**Exercise:** Report each row below that contains the string "plant", and copy every such line in full.

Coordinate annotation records
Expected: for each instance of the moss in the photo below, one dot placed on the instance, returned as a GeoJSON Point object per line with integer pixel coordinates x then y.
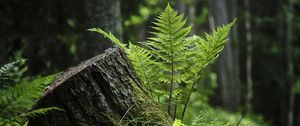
{"type": "Point", "coordinates": [148, 111]}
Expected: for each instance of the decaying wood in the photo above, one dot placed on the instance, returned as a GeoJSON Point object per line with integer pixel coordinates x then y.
{"type": "Point", "coordinates": [101, 91]}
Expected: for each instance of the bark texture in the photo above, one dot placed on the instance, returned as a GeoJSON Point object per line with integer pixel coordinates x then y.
{"type": "Point", "coordinates": [227, 74]}
{"type": "Point", "coordinates": [103, 90]}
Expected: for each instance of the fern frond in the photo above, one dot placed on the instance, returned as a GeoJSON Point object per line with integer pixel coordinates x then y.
{"type": "Point", "coordinates": [17, 99]}
{"type": "Point", "coordinates": [109, 36]}
{"type": "Point", "coordinates": [9, 70]}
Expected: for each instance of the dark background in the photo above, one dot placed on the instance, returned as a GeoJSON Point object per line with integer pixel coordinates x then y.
{"type": "Point", "coordinates": [260, 61]}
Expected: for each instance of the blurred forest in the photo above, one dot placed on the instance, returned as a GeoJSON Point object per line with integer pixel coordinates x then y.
{"type": "Point", "coordinates": [256, 72]}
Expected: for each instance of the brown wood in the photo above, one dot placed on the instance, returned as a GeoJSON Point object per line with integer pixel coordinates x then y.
{"type": "Point", "coordinates": [103, 90]}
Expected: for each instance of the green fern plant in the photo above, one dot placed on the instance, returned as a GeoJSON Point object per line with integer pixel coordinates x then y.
{"type": "Point", "coordinates": [16, 100]}
{"type": "Point", "coordinates": [170, 62]}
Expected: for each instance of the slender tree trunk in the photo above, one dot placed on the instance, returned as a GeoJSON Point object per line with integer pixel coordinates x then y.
{"type": "Point", "coordinates": [103, 90]}
{"type": "Point", "coordinates": [289, 63]}
{"type": "Point", "coordinates": [249, 80]}
{"type": "Point", "coordinates": [103, 14]}
{"type": "Point", "coordinates": [226, 71]}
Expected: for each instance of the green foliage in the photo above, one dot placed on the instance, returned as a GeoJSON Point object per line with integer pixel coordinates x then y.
{"type": "Point", "coordinates": [11, 72]}
{"type": "Point", "coordinates": [17, 99]}
{"type": "Point", "coordinates": [171, 61]}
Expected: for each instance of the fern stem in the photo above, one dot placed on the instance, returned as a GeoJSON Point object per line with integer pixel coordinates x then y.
{"type": "Point", "coordinates": [172, 82]}
{"type": "Point", "coordinates": [186, 103]}
{"type": "Point", "coordinates": [175, 111]}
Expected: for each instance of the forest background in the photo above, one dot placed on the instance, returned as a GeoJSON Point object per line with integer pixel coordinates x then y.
{"type": "Point", "coordinates": [256, 72]}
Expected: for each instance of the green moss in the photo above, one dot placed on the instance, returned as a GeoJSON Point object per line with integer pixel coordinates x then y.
{"type": "Point", "coordinates": [145, 111]}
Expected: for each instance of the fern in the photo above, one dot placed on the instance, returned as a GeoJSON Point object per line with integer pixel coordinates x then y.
{"type": "Point", "coordinates": [16, 99]}
{"type": "Point", "coordinates": [171, 60]}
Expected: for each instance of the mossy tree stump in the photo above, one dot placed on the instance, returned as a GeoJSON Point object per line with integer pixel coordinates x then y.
{"type": "Point", "coordinates": [103, 90]}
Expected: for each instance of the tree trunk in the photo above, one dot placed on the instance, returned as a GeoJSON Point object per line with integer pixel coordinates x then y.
{"type": "Point", "coordinates": [103, 90]}
{"type": "Point", "coordinates": [103, 14]}
{"type": "Point", "coordinates": [226, 71]}
{"type": "Point", "coordinates": [289, 63]}
{"type": "Point", "coordinates": [249, 80]}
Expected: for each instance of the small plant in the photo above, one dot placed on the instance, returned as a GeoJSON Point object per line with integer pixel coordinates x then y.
{"type": "Point", "coordinates": [170, 62]}
{"type": "Point", "coordinates": [16, 100]}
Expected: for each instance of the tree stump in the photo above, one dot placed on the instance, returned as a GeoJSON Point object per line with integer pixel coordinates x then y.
{"type": "Point", "coordinates": [101, 91]}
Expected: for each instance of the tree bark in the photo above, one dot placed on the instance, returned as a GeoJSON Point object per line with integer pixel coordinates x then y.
{"type": "Point", "coordinates": [249, 80]}
{"type": "Point", "coordinates": [227, 76]}
{"type": "Point", "coordinates": [289, 63]}
{"type": "Point", "coordinates": [103, 90]}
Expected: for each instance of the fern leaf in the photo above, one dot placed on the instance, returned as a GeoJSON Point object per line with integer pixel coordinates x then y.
{"type": "Point", "coordinates": [17, 99]}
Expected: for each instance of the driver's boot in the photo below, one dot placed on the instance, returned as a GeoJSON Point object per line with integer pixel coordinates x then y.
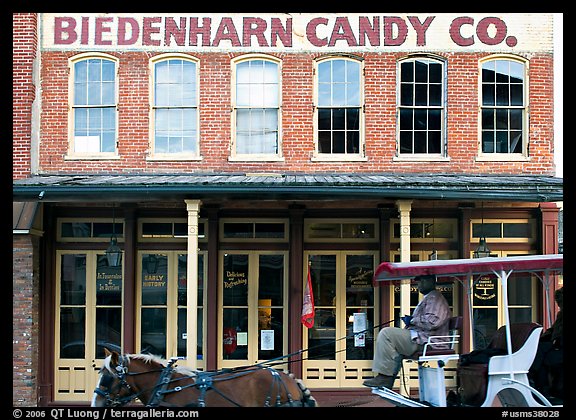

**Answer for the task:**
Expected: for each instance of the green fern plant in the photo above, one dot placed on the instance, returned as a GeoJSON Point object per line with integer pixel coordinates x then y.
Expected: for each instance of the small plant in the photo above, one dot placed on the instance, returned as a GeoJSON Point object per line with integer pixel coordinates x then y.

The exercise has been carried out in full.